BEGIN Extracted entries
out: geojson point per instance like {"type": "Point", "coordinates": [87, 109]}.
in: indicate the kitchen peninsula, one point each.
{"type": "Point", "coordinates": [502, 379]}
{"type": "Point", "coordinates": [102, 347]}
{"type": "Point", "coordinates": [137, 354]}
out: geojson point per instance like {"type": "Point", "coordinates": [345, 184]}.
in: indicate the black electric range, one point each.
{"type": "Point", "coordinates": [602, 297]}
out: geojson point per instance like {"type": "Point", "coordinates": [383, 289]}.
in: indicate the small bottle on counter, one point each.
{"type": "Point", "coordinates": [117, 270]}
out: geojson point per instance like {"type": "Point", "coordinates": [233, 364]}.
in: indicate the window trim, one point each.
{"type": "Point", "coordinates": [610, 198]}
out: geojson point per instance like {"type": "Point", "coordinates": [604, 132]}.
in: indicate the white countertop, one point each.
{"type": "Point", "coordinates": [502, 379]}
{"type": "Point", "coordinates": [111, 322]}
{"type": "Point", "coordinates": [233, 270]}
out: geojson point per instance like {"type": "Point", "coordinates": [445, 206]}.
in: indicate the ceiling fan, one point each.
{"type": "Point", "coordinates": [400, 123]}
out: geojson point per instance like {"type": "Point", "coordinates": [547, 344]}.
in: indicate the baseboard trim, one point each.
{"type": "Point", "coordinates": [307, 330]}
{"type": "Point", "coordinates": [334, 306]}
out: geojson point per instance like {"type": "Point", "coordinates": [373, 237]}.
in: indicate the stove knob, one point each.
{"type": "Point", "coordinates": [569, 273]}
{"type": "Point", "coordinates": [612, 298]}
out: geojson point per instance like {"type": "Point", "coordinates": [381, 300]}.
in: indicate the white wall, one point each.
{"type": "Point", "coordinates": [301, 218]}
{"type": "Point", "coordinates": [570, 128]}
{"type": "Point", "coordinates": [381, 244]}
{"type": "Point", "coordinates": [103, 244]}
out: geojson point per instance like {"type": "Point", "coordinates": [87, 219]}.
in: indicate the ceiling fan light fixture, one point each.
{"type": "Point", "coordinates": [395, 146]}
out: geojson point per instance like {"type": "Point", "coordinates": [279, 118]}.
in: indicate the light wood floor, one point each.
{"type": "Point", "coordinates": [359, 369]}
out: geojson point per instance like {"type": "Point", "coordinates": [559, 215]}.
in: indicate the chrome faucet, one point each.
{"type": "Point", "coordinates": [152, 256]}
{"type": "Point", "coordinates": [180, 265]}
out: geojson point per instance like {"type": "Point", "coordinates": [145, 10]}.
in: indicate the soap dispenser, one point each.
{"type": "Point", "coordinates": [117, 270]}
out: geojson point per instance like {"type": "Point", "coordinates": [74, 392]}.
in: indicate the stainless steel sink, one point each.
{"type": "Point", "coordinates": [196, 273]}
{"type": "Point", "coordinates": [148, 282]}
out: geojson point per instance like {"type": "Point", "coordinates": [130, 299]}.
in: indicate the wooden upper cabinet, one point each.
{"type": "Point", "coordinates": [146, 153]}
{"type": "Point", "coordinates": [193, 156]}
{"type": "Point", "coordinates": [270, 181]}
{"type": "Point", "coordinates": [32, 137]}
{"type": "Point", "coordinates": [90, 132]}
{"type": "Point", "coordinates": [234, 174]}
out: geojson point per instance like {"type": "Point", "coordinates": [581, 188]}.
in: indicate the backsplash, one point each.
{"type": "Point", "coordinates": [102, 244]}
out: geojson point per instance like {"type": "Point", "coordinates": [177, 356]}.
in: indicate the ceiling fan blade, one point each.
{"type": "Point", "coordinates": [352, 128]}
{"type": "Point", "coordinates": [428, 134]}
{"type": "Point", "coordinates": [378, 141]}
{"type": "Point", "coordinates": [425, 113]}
END Extracted entries
## Job
Give the data again, exactly as it stands.

## Correct output
out: geojson point per instance like {"type": "Point", "coordinates": [87, 109]}.
in: indicate the kitchen peninsula, one point each.
{"type": "Point", "coordinates": [502, 379]}
{"type": "Point", "coordinates": [102, 347]}
{"type": "Point", "coordinates": [137, 354]}
out: geojson point per instance like {"type": "Point", "coordinates": [345, 184]}.
in: indicate the black electric range, one point each.
{"type": "Point", "coordinates": [602, 297]}
out: geojson point per instance like {"type": "Point", "coordinates": [383, 289]}.
in: indicate the small bottle on counter, one point each.
{"type": "Point", "coordinates": [117, 270]}
out: geojson point per instance like {"type": "Point", "coordinates": [233, 364]}.
in: indicate the window trim, one point each.
{"type": "Point", "coordinates": [610, 198]}
out: geojson point per instance like {"type": "Point", "coordinates": [604, 132]}.
in: indicate the white countertop, one point each.
{"type": "Point", "coordinates": [502, 379]}
{"type": "Point", "coordinates": [111, 322]}
{"type": "Point", "coordinates": [233, 270]}
out: geojson point per instance like {"type": "Point", "coordinates": [445, 206]}.
in: indicate the ceiling fan, one point each.
{"type": "Point", "coordinates": [400, 123]}
out: geojson point per instance like {"type": "Point", "coordinates": [547, 344]}.
in: indicate the baseboard trim, one point each.
{"type": "Point", "coordinates": [307, 330]}
{"type": "Point", "coordinates": [334, 306]}
out: geojson point per instance like {"type": "Point", "coordinates": [373, 237]}.
in: indicate the stove knob, one point each.
{"type": "Point", "coordinates": [569, 273]}
{"type": "Point", "coordinates": [612, 298]}
out: geojson point per instance like {"type": "Point", "coordinates": [381, 300]}.
in: indicate the white wall, one point each.
{"type": "Point", "coordinates": [301, 218]}
{"type": "Point", "coordinates": [570, 128]}
{"type": "Point", "coordinates": [381, 244]}
{"type": "Point", "coordinates": [103, 244]}
out: geojson point per instance like {"type": "Point", "coordinates": [87, 219]}.
in: indicate the ceiling fan light fixture, one point each.
{"type": "Point", "coordinates": [395, 146]}
out: geojson point per instance like {"type": "Point", "coordinates": [279, 118]}.
in: indicate the light wood floor, one point each.
{"type": "Point", "coordinates": [359, 369]}
out: geojson point per instance like {"type": "Point", "coordinates": [559, 215]}.
in: indicate the chrome faucet, one point each.
{"type": "Point", "coordinates": [152, 256]}
{"type": "Point", "coordinates": [180, 265]}
out: geojson point per instance like {"type": "Point", "coordinates": [145, 10]}.
in: indicate the soap dispenser, one point each.
{"type": "Point", "coordinates": [117, 270]}
out: geojson point per instance like {"type": "Point", "coordinates": [74, 392]}.
in: indicate the stainless steel sink, one point each.
{"type": "Point", "coordinates": [196, 273]}
{"type": "Point", "coordinates": [148, 282]}
out: geojson point per instance like {"type": "Point", "coordinates": [130, 299]}.
in: indicate the wooden upper cabinet, one point each.
{"type": "Point", "coordinates": [146, 153]}
{"type": "Point", "coordinates": [193, 156]}
{"type": "Point", "coordinates": [270, 181]}
{"type": "Point", "coordinates": [32, 137]}
{"type": "Point", "coordinates": [90, 132]}
{"type": "Point", "coordinates": [234, 174]}
out: geojson point per instance like {"type": "Point", "coordinates": [581, 188]}.
in: indicate the backsplash, one point each.
{"type": "Point", "coordinates": [102, 244]}
out: geojson point per instance like {"type": "Point", "coordinates": [177, 356]}.
in: indicate the ceiling fan blade, one point each.
{"type": "Point", "coordinates": [352, 128]}
{"type": "Point", "coordinates": [428, 134]}
{"type": "Point", "coordinates": [378, 141]}
{"type": "Point", "coordinates": [425, 113]}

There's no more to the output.